PASSAGE TO READ ▸
┏━━

8th Governor of Montana
- In office January 4, 1925 – March 13, 1933
- Lieutenant: W.S. McCormack Frank A. Hazelbacker Frank Henry Cooney
- Preceded by: Joseph M. Dixon
- Succeeded by: Frank Henry Cooney

Personal details
- Born: March 14, 1863 Stoughton, Wisconsin, U.S.
- Died: May 25, 1946 (aged 83) Helena, Montana, U.S.
- Party: Democratic
- Alma mater: Washburn University

= John E. Erickson (Montana politician) =

Governor of Montana (1863–1946)

John Edward Erickson (March 14, 1863 – May 25, 1946) was an American politician of the Democratic Party from Montana. He served as the eighth governor of Montana and as a United States senator.

==Biography==
Erickson was born in Stoughton, Wisconsin. He was the son of E. Erickson and Olene Alma Erickson, both Norwegian immigrants. When he was one year old, he moved with his parents to Eureka, Kansas. He graduated from Washburn University in Topeka, Kansas in 1890. He studied law, was admitted to the bar in 1891 at Eureka, Kansas. He married Grace Vance in 1898 and they had three children. Erickson's nephew, Dale Prather, was an NFL player.

==Career==
Erickson was admitted to the Kansas state bar in 1891. He moved to Great Falls, Montana in 1892 and later to Choteau, Montana, where he continued practicing law. He served as county attorney of Teton County from 1897 to 1905, then judge of the eleventh judicial district of Montana from 1905 to 1915. He resumed the practice of law at Kalispell, Montana in 1916. A Democrat, Erickson was elected in 1924 as the eighth Governor of Montana. He won reelection in 1928, and again in 1932, making him the only governor elected to three terms. He served from January 4, 1925 to March 13, 1933. During his tenure, a new state income tax was sanctioned, a fund to financially equalize impoverished rural schools was established, a gasoline tax was implemented, a new banking law was authorized, and a tax on mining profits was initiated.

┗━━

WORK REQUIRED ▸
According to the biography, why is Erickson the only Montana governor elected to three terms? Answer in one to three sentences. You will not need the lines to complete this.

PROVIDED DATA ▸
┏━━

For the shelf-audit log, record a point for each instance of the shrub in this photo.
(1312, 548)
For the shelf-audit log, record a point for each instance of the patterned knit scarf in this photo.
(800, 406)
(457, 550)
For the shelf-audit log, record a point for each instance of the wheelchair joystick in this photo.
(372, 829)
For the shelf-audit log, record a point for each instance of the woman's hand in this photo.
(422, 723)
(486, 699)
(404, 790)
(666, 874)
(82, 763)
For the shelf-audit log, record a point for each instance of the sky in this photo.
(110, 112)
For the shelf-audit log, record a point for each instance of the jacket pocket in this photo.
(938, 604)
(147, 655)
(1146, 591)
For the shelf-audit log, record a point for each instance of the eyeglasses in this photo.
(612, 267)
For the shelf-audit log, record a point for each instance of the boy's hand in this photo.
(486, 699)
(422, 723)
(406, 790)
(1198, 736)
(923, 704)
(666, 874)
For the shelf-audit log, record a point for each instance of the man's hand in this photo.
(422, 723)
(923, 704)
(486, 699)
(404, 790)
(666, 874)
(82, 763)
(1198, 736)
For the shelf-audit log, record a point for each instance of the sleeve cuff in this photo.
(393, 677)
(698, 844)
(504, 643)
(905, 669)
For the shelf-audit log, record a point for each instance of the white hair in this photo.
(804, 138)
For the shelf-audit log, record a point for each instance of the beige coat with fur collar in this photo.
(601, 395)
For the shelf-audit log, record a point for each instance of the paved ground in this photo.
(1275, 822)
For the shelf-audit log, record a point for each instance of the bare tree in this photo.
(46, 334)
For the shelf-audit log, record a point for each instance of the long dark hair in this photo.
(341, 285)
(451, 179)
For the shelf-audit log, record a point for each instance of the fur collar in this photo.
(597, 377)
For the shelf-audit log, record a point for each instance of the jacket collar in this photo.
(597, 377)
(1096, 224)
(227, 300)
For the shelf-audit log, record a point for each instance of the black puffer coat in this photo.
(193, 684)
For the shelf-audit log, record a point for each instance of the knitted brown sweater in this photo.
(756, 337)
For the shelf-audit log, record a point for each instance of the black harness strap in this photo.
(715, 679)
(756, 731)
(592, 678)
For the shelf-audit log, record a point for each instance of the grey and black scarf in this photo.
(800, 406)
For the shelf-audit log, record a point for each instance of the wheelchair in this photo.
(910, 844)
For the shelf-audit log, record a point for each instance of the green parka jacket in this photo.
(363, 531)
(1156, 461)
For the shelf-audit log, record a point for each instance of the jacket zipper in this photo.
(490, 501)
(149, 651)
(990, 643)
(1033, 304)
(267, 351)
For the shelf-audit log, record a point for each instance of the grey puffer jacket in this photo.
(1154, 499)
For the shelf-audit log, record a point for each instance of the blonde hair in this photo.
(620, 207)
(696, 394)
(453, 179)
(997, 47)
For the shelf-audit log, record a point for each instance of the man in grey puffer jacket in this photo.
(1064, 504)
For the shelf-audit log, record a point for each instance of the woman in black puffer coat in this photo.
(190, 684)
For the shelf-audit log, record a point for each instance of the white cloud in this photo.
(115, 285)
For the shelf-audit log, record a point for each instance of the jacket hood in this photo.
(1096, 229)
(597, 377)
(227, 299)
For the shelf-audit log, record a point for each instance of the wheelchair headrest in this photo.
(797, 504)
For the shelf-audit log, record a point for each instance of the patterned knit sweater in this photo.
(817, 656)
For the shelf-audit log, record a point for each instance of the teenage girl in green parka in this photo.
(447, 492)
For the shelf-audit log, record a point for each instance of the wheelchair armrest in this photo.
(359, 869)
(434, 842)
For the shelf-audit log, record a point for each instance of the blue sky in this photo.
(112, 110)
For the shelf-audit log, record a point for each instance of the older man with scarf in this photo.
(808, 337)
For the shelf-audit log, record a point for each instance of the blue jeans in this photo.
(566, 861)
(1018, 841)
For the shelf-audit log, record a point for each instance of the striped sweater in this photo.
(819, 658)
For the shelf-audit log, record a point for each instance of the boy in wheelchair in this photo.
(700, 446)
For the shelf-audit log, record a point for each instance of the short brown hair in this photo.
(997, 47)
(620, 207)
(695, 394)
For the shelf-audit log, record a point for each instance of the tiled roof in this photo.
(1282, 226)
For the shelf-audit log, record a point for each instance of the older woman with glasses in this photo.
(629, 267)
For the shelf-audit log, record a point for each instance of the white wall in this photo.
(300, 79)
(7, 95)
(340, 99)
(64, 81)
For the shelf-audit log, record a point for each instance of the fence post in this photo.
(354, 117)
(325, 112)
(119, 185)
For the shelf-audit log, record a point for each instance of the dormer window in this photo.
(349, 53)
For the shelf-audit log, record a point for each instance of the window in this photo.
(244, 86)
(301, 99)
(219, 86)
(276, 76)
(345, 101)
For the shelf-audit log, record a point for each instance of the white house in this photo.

┗━━

EXERCISE SOLUTION ▸
Erickson was first elected governor in 1924. He then won reelection in 1928 and again in 1932. Those three victories make him the only governor elected to three terms.